Exactly reproduce each entry, leaving out nothing.

********************

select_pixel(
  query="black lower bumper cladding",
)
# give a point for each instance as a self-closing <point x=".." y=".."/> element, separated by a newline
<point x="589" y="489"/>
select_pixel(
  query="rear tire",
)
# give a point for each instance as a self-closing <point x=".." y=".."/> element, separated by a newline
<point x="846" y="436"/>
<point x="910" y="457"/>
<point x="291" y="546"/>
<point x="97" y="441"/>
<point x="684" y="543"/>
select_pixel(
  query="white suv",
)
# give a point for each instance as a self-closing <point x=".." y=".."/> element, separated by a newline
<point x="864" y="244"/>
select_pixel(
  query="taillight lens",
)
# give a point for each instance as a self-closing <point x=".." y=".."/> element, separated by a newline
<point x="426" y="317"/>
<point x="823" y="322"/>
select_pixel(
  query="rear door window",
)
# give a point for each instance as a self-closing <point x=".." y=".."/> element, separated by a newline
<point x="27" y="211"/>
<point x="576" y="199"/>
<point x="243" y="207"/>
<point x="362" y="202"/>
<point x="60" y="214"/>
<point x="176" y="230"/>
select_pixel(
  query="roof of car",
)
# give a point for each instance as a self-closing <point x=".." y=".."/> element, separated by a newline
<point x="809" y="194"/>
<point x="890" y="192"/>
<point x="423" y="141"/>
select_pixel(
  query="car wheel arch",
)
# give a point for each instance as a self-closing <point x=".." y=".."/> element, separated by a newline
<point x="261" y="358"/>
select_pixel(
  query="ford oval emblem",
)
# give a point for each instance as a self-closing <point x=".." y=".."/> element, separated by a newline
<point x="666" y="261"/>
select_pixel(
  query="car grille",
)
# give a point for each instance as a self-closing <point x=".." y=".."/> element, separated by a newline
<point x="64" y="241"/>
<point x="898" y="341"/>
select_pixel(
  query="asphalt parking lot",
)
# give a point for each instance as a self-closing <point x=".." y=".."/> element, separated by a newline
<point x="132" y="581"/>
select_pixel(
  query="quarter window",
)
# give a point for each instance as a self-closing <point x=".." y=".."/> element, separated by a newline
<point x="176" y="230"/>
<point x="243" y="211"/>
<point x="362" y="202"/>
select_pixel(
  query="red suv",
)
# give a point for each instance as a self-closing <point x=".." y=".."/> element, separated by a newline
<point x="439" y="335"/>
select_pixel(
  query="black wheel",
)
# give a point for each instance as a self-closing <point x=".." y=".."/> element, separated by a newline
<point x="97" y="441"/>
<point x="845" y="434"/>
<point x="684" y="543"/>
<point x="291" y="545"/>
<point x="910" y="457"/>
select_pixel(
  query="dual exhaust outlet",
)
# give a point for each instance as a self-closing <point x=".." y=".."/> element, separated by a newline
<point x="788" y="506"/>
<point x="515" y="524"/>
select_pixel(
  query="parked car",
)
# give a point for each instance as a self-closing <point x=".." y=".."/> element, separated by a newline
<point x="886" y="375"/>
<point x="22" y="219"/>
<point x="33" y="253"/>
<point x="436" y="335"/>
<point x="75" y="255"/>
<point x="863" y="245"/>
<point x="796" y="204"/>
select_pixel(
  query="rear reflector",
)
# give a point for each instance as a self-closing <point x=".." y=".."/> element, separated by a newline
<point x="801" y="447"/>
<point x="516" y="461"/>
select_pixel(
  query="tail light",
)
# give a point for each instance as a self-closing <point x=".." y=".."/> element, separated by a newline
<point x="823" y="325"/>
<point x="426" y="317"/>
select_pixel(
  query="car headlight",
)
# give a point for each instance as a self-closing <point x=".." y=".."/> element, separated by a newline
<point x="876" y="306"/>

********************

FINISHED ANSWER:
select_pixel(
  query="black lower bumper cladding",
)
# give a point for each instance as a self-closing <point x=".." y=".."/> element, separated by a newline
<point x="589" y="489"/>
select_pixel(
  query="rear tire",
)
# give a point for each instance as a self-closing <point x=".." y=".."/> element, separated by a newline
<point x="846" y="436"/>
<point x="910" y="457"/>
<point x="291" y="546"/>
<point x="97" y="441"/>
<point x="684" y="543"/>
select_pixel(
  query="white suv",
)
# give a point for each instance as a self-closing <point x=".." y=".."/> element, separated by a newline
<point x="864" y="244"/>
select_pixel(
  query="taillight lens",
)
# give a point for each instance as a self-closing <point x=".." y=".."/> element, separated by a newline
<point x="426" y="317"/>
<point x="823" y="322"/>
select_pixel(
  query="rear door window",
)
# give a point for each instance as a self-closing <point x=".." y=".."/> element, separated by a newline
<point x="27" y="211"/>
<point x="576" y="199"/>
<point x="243" y="207"/>
<point x="362" y="202"/>
<point x="60" y="214"/>
<point x="176" y="230"/>
select_pixel(
  query="roof of car",
)
# give a point for each instance as a self-closing <point x=".." y=".."/> element, separated by a newline
<point x="809" y="194"/>
<point x="890" y="192"/>
<point x="423" y="141"/>
select_pixel(
  query="car wheel arch",
)
# give a point for each instance as a self-closing <point x=".." y=".."/> element, separated by a newline
<point x="261" y="358"/>
select_pixel(
  query="ford oval emblem",
)
# give a point for each instance as a self-closing <point x=".." y=".."/> element, separated by a newline
<point x="666" y="261"/>
select_pixel(
  query="car grille",
)
# give a point for each instance as a self-closing <point x=".." y=".."/> element, separated by a newline
<point x="64" y="241"/>
<point x="898" y="341"/>
select_pixel(
  query="asphalt parking lot",
)
# give a point for each instance as a self-closing <point x=".." y=".."/> element, separated by a newline
<point x="132" y="581"/>
select_pixel(
  query="quarter window",
)
# give a point for each instance as a self-closing <point x=".." y=".."/> element, separated by a newline
<point x="176" y="230"/>
<point x="243" y="211"/>
<point x="362" y="202"/>
select_pixel(
  query="red suv",
)
# give a point for each instance as a self-closing <point x=".." y=".."/> element, separated by a newline
<point x="439" y="335"/>
select_pixel(
  query="black wheel",
)
# give a point for each instance as a self-closing <point x=".." y=".."/> element, separated by a newline
<point x="97" y="441"/>
<point x="845" y="434"/>
<point x="684" y="543"/>
<point x="291" y="545"/>
<point x="910" y="457"/>
select_pixel(
  query="dual exhaust outlet",
)
# give a point for each instance as a self-closing <point x=".." y=".."/> element, separated by a newline
<point x="788" y="506"/>
<point x="515" y="524"/>
select_pixel(
  query="parked car",
)
# give a point for each instance as a self-closing <point x=".." y=".."/> element, separated by a newline
<point x="886" y="375"/>
<point x="22" y="219"/>
<point x="33" y="253"/>
<point x="436" y="335"/>
<point x="75" y="255"/>
<point x="863" y="245"/>
<point x="796" y="204"/>
select_pixel(
  query="rear reflector",
)
# give a point for each instance as a self-closing <point x=".." y=".."/> element, separated by a newline
<point x="801" y="447"/>
<point x="516" y="461"/>
select_pixel(
  query="tail light",
)
# give a point for each instance as a self-closing <point x=".." y=".."/> element, separated by a newline
<point x="823" y="325"/>
<point x="426" y="317"/>
select_pixel(
  query="car headlight",
)
# give a point for each instance as a self-closing <point x=".." y=".."/> element, separated by a newline
<point x="876" y="306"/>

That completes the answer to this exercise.